■ Your instructions:
Reproduce the records word for word, with nothing left out.

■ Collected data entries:
◆ ◆ ◆ ◆
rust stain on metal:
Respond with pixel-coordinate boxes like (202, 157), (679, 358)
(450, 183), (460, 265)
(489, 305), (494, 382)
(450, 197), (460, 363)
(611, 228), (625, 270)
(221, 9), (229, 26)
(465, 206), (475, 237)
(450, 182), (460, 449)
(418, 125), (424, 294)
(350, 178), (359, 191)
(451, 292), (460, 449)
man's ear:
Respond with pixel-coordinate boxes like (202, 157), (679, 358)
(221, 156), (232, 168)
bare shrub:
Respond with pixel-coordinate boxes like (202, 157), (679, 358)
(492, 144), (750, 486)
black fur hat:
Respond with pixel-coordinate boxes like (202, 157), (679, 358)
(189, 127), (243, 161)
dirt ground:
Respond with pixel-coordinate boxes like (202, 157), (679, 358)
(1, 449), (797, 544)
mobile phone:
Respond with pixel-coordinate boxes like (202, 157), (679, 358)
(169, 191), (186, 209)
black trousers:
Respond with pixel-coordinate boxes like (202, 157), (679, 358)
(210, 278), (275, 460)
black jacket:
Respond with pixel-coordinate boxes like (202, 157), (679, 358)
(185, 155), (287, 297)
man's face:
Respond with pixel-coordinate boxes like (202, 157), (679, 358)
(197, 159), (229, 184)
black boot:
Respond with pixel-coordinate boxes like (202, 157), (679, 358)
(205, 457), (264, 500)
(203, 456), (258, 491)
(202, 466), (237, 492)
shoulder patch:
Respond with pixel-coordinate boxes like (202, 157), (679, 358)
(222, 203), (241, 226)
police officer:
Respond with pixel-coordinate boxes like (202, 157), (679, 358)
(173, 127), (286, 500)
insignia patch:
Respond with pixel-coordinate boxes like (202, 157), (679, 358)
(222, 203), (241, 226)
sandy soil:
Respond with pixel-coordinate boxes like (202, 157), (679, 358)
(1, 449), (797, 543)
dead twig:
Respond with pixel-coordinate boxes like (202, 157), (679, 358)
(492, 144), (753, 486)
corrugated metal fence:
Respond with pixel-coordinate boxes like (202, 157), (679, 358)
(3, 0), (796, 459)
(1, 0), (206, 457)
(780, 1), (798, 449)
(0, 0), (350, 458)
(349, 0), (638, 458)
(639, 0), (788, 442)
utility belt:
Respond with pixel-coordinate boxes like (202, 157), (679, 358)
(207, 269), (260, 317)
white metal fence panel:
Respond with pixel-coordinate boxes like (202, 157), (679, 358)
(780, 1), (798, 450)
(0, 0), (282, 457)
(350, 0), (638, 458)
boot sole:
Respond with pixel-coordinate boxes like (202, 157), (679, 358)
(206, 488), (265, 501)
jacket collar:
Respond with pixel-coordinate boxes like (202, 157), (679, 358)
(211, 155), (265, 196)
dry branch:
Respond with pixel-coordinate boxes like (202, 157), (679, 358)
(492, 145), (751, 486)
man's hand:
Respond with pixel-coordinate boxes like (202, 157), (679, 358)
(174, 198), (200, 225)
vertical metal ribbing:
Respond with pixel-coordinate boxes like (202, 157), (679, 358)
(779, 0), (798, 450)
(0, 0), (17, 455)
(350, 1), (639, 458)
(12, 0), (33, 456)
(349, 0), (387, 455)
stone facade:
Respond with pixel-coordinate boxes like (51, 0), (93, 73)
◆ ◆ ◆ ◆
■ Task output:
rust stain on metal:
Respond with pixel-coordinate boxes like (202, 157), (679, 358)
(450, 183), (460, 265)
(489, 305), (494, 382)
(450, 197), (460, 363)
(611, 228), (625, 270)
(221, 9), (229, 26)
(465, 206), (475, 237)
(450, 182), (460, 449)
(418, 125), (424, 294)
(350, 178), (359, 191)
(451, 292), (460, 449)
man's ear:
Respond with pixel-coordinate boxes like (202, 157), (679, 358)
(221, 156), (232, 168)
bare shrub:
Respond with pixel-coordinate boxes like (202, 157), (679, 358)
(492, 144), (750, 486)
black fur hat:
Respond with pixel-coordinate boxes like (202, 157), (679, 358)
(189, 127), (243, 161)
dirt ground:
Respond with pixel-coordinate boxes like (202, 157), (679, 358)
(1, 449), (797, 544)
mobile phone:
Respond with pixel-coordinate boxes like (202, 157), (679, 358)
(169, 191), (186, 209)
black trousers:
Respond with pixel-coordinate boxes like (202, 157), (679, 358)
(210, 278), (275, 460)
black jacket:
Respond with pixel-coordinate boxes like (202, 157), (679, 358)
(185, 155), (287, 297)
man's face:
Respond with pixel-coordinate boxes like (202, 157), (679, 358)
(197, 159), (229, 184)
black boot:
Respond with pixel-coordinate boxes like (202, 157), (679, 358)
(205, 457), (264, 500)
(203, 456), (258, 491)
(202, 466), (237, 492)
shoulder patch:
Respond with pixel-coordinate boxes like (202, 157), (679, 358)
(222, 203), (241, 226)
police officer:
Respond with pixel-coordinate boxes like (202, 157), (679, 358)
(173, 127), (286, 500)
insignia patch:
Respond with pixel-coordinate boxes like (202, 157), (679, 358)
(222, 203), (241, 226)
sandy soil:
Respond with pixel-coordinate boxes like (202, 157), (679, 358)
(1, 449), (797, 543)
dead twig:
Respond with pixel-coordinate boxes like (202, 157), (679, 358)
(492, 144), (753, 486)
corrugated metal fence:
Respond with pixel-coordinate boxes like (202, 157), (679, 358)
(3, 0), (796, 459)
(1, 0), (206, 457)
(780, 1), (798, 449)
(0, 0), (350, 458)
(349, 0), (638, 458)
(639, 0), (788, 442)
utility belt:
Respond with pixel-coordinate boxes like (202, 157), (679, 358)
(207, 269), (260, 317)
white metal fence panel:
Respond with pixel-coordinate boxes like (202, 157), (679, 358)
(780, 1), (798, 450)
(0, 0), (282, 457)
(350, 0), (638, 458)
boot sole:
Respond with pixel-coordinate boxes like (202, 157), (679, 358)
(206, 488), (265, 501)
jacket collar:
Respond with pixel-coordinate boxes like (202, 157), (679, 358)
(211, 155), (265, 196)
dry branch:
Respond with pixel-coordinate boxes like (202, 157), (679, 358)
(492, 145), (751, 486)
man's hand:
Respond with pixel-coordinate boxes like (202, 157), (679, 358)
(174, 198), (200, 225)
vertical metal ribbing:
Respond with pixel-coordinate boxes like (202, 157), (679, 358)
(779, 0), (798, 450)
(0, 0), (17, 455)
(350, 1), (639, 458)
(12, 0), (33, 456)
(349, 0), (387, 455)
stone facade:
Respond with pixel-coordinate boxes like (51, 0), (93, 73)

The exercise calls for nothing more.